▶ Task objective
Can you reproduce the listing below, substituting "JSON list" for every "JSON array" and leaving everything else unchanged?

— begin Task data —

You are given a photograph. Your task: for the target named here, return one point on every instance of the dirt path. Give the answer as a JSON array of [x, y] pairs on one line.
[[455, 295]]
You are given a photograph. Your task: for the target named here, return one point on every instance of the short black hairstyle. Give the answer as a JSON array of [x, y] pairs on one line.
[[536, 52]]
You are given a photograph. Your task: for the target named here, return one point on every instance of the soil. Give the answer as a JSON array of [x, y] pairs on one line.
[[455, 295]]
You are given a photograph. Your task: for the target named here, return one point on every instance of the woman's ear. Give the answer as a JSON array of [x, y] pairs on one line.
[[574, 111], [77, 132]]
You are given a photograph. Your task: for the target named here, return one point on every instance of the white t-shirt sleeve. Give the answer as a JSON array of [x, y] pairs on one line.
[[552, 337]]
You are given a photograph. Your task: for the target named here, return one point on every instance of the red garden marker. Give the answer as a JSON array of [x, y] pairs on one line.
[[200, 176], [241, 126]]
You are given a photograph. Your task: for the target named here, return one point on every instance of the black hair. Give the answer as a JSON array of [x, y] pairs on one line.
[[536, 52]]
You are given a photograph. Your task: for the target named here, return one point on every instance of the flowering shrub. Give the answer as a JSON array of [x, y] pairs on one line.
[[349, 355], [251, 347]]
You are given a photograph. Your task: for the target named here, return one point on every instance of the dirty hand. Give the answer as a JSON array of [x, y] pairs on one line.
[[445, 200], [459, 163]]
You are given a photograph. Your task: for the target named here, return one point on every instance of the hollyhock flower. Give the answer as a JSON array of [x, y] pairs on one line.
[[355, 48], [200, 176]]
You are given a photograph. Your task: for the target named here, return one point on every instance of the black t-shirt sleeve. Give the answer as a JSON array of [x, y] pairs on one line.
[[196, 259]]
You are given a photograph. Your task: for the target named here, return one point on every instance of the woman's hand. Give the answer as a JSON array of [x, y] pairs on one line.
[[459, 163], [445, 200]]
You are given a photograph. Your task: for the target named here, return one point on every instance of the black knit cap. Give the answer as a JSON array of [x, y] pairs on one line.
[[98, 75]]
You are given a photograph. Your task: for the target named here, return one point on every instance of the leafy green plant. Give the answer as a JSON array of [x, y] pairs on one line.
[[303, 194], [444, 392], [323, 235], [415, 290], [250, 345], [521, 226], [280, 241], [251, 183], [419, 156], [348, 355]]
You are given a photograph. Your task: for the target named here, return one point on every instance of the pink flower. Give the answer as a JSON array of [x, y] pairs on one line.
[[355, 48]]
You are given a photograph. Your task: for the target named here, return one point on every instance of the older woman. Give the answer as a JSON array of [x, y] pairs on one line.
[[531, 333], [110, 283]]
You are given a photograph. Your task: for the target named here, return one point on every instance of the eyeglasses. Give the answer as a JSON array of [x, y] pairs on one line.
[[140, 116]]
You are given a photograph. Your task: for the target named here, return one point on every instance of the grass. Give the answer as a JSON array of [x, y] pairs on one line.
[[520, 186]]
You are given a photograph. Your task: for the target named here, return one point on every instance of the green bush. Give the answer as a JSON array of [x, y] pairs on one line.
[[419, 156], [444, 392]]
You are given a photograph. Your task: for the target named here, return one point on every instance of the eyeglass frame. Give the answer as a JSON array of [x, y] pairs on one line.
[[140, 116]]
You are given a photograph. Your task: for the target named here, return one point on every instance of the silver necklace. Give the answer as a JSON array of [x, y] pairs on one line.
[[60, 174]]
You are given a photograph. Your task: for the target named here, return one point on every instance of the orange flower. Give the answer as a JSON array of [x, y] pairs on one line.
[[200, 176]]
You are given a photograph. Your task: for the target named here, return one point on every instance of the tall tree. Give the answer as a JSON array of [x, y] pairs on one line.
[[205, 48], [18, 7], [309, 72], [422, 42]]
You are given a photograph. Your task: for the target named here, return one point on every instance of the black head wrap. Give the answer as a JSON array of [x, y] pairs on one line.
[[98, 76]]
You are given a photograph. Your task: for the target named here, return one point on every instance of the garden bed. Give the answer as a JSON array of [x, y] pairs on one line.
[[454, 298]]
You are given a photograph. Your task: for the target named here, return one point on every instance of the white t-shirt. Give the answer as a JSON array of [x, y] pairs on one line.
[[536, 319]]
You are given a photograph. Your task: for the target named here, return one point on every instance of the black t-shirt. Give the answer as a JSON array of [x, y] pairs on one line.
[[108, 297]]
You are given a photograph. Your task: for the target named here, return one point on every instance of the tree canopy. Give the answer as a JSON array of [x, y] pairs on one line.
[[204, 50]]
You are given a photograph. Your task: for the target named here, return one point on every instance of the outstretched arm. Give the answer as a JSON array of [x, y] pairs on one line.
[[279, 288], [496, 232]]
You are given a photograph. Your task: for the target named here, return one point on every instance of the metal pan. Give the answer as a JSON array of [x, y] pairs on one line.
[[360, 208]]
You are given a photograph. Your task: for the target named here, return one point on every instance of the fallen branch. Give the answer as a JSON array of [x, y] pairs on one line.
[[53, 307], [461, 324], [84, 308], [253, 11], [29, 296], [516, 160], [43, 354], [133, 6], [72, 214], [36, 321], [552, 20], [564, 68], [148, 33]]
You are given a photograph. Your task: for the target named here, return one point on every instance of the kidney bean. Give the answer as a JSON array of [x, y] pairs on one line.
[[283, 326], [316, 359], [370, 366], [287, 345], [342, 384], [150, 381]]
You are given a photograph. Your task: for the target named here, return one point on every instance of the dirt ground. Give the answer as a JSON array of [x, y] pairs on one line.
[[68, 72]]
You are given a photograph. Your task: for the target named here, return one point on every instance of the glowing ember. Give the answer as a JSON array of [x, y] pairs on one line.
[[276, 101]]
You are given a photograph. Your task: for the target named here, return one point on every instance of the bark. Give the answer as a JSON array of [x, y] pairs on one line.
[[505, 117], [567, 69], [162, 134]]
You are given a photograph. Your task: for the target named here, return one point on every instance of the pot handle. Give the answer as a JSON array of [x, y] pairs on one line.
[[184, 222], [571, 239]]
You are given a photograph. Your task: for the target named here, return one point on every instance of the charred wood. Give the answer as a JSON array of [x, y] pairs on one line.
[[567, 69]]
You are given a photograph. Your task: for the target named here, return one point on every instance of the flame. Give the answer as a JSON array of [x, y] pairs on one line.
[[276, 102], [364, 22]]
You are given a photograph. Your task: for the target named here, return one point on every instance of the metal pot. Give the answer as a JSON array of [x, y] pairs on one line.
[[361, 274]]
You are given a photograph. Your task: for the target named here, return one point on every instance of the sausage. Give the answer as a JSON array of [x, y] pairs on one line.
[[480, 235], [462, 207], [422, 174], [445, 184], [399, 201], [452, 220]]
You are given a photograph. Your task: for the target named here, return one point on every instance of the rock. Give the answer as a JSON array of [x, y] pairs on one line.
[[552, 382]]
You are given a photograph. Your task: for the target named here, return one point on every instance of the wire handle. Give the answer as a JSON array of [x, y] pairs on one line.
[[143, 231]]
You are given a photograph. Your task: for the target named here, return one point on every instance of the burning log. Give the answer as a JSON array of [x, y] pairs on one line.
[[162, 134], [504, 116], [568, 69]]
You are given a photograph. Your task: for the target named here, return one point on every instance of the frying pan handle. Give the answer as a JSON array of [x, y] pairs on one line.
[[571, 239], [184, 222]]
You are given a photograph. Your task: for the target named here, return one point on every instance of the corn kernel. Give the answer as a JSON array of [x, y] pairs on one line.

— end Task data —

▶ Task solution
You are given a photograph. Your task: for the target named here, return one point on every instance of the dirt path. Give the answer as a JSON list of [x, y] pairs on one line.
[[455, 295]]
You are given a photograph. Your task: for the target named here, return one point on every instance of the short black hairstyle. Give the answer as a JSON list of [x, y] pairs on one line.
[[536, 52]]
You are given a photograph. Your task: for the target named here, return one point on every instance of the soil. Give the answer as a JSON list of [x, y] pairs on one line.
[[455, 295]]
You are given a photograph. Your task: for the target named here, return one point on every instance of the woman's ear. Give the answer as a JSON list of [x, y] pairs on one line.
[[574, 111], [77, 132]]
You are given a photograph. Your task: for the target named here, return one point on every instance of the white t-shirt sleeve. Give the answer as a JSON list of [x, y] pairs on one line.
[[552, 337]]
You are given a photograph. Your task: for the target named here, return one point on every instance of the red garden marker. Give the answer as a JSON list of [x, y] pairs on one line.
[[200, 176], [241, 126]]
You are given a photograph. Your task: for the target named here, return one point on every instance of the black hair. Give the answer as a JSON list of [x, y] pairs on one line.
[[536, 52]]
You are given a photograph. Your task: for the target named here, return one point on every instance of the flowering shrub. Give the answer as a JSON list of [x, y] pairs on one line.
[[349, 355], [251, 347]]
You are given a photograph. Your task: for the target named here, return one point on every instance of the dirty hand. Give the answer as a JSON list of [x, y] pairs on one line.
[[445, 200], [459, 163]]
You are given a photograph. Your task: for the target named here, return one point on every instance of the hollyhock flower. Give the answer as a JSON list of [x, y] pairs on one line.
[[355, 48], [200, 176]]
You are given a photograph. Your task: for the target named here, return one point on every instance of the black t-shirt sleeve. Give the answer as a JSON list of [x, y] pairs on one line.
[[196, 259]]
You are given a photograph. Your task: for the target named here, return one point on every instance of the woman's hand. Give the answer as a JSON list of [x, y] pairs on one line.
[[459, 163], [445, 200]]
You are given a photograph. Your task: for the target named here, return one point on every instance of the black knit cap. Give the answer as a JSON list of [x, y] pairs on one line.
[[98, 75]]
You are given a photograph. Your task: for the target named here, return one point on every instance of the leafy green plant. Give the answer as a JSON list of [x, y] pairs on one line.
[[303, 194], [444, 392], [323, 235], [415, 290], [250, 345], [521, 226], [280, 241], [251, 183], [419, 156], [348, 355]]
You are given a photograph. Your task: for the target named here, return one point on every instance of the pink flower. Give the answer as a JSON list of [x, y] pairs on one line.
[[355, 48]]
You are given a photograph. Your task: for the target named here, return one point on every instance of the older woman. Give the answer as a JSON list of [x, y] pairs on one line.
[[531, 333], [110, 283]]
You are given a photograph. Your task: for the target named here, return one point on every instance of the eyeglasses. Give the answer as a JSON list of [x, y] pairs on one line.
[[140, 116]]
You are given a photograph. Your task: for the target named here, return one point on every instance of the grass. Give the answer as a JSON list of [x, y] pairs on one line.
[[520, 186]]
You are given a photograph. Your task: for the target named here, return one point on every instance of the green bush. Give the answer as a JSON list of [x, y] pairs on one line.
[[419, 156], [444, 392]]
You are given a photograph. Your task: for the target named here, return one point on every instance of the eyeglass frame. Give the answer as a JSON list of [x, y] pairs on one line.
[[140, 116]]
You are given a photograph. Your task: for the target named here, return one point on every instance of the silver necklace. Give the answer as a JSON list of [x, y] pairs on one line.
[[60, 174]]
You are given a photograph. Your task: for the target named here, return one point on every instance of the orange flower. Give the answer as a JSON list of [x, y] pairs on one line.
[[200, 176]]
You are given a photograph. Your task: for the target named here, return one point on every instance of the tall tree. Give the answer as a JSON list of [x, y] pairs on one line.
[[205, 48], [18, 7], [309, 72], [422, 42]]
You are given a photograph. Your task: for the target named here, return one point on every instance of the black head wrap. Give the answer as a JSON list of [x, y] pairs on one line.
[[98, 76]]
You are given a photograph. Your task: for the target named here, return one point on every instance of the garden bed. Give the answer as a JSON list of [x, y] pairs on one line.
[[454, 298]]
You are given a photograph. Your task: for the target named here, return one point on every instance of the white t-shirt. Give the answer as a JSON list of [x, y] pairs on one line.
[[536, 319]]
You are given a photograph. Your task: for the target named here, return one point on every instance of the black t-shirt. Give the answer as a JSON list of [x, y] pairs on one line.
[[108, 297]]
You are given a photograph. Your task: for the target named here, return one point on every instance of the tree canopy. Give the answer as a JSON list of [x, y] pairs on one line.
[[204, 50]]
You are given a photograph. Your task: for the target named here, return one point on every instance of the outstretched arm. Give the answer as a JSON list of [x, y] pairs on one line.
[[279, 288], [496, 232]]
You are given a photograph. Your task: for the target named here, return one point on every instance of the metal pan. Give the answer as a JSON list of [x, y] pairs on one line.
[[360, 208]]
You are given a photograph. Your task: for the target named here, return one point on every instance of the fallen branch. Give the answer as a JSON list of [x, y] pairs on one line.
[[53, 307], [461, 324], [84, 308], [253, 11], [29, 296], [516, 160], [43, 354], [133, 6], [72, 214], [36, 321], [552, 20], [564, 68], [148, 33]]
You are given a photograph. Your task: for the target named here, return one point on every instance of the kidney bean. Give the answer as a JSON list of [x, y] pairs on one line.
[[283, 326], [316, 359], [370, 366], [287, 345], [342, 384], [150, 381]]
You are given a photograph. Your task: for the target named here, return one point on every instance of the dirt ground. Give the answer as a JSON list of [x, y] pairs on one line.
[[68, 72]]
You are given a photograph. Your task: for the target named here, return one point on every instance of the glowing ember. Give the answer as a JSON list of [x, y] pairs on one line.
[[276, 101]]
You are given a photograph. Your task: for the target named here, return one point on every instance of the bark. Give the answer as a JSON list of [x, y] pairs on one line.
[[505, 117], [567, 69], [162, 134]]
You are given a photograph. Your task: for the target named here, return one point on every instance of the pot handle. Give the answer as a JSON list of [x, y] pairs on one line.
[[184, 222], [571, 239]]
You are given a photograph. Your task: for the target named here, return one point on every instance of the charred wood. Give the answer as a JSON list of [x, y] pairs on one line.
[[567, 69]]
You are given a photograph. Your task: for the target named here, return one point on every instance of the flame. Give the answer as a JSON list of [x, y] pairs on one line.
[[276, 102], [364, 22]]
You are given a photograph. Your task: for the target named here, return one point on every instance of the metal pot. Give the answer as a JSON list of [x, y] pairs on one line.
[[361, 274]]
You are given a photograph. Your task: for the target named here, return one point on every instance of the sausage. Give the answer as a JSON list of [x, y] pairs on one line.
[[480, 235], [462, 207], [422, 174], [445, 184], [399, 201], [452, 220]]
You are given a photograph. Your task: for the target named here, return one point on every instance of the rock. Give the answer as a JSON list of [x, y] pairs on one line.
[[552, 382]]
You are given a photograph. Your task: for the target named here, return one point on every instance of the wire handle. Give the answer as a JSON list of [x, y] pairs on one line.
[[143, 231]]
You are given a photograph. Your task: for the target named here, return one point on every instance of the burning log. Give the answer as a JSON list of [x, y] pairs on one line.
[[162, 134], [504, 116], [568, 69]]
You are given a photograph. Your task: for the target named here, return one point on every instance of the frying pan handle. Give the answer as a JSON list of [x, y] pairs on one line.
[[571, 239], [184, 222]]
You are given a photograph. Your task: for the target named here, return one point on every instance of the corn kernel. Give the answer as a JSON list of [x, y] pairs on one line.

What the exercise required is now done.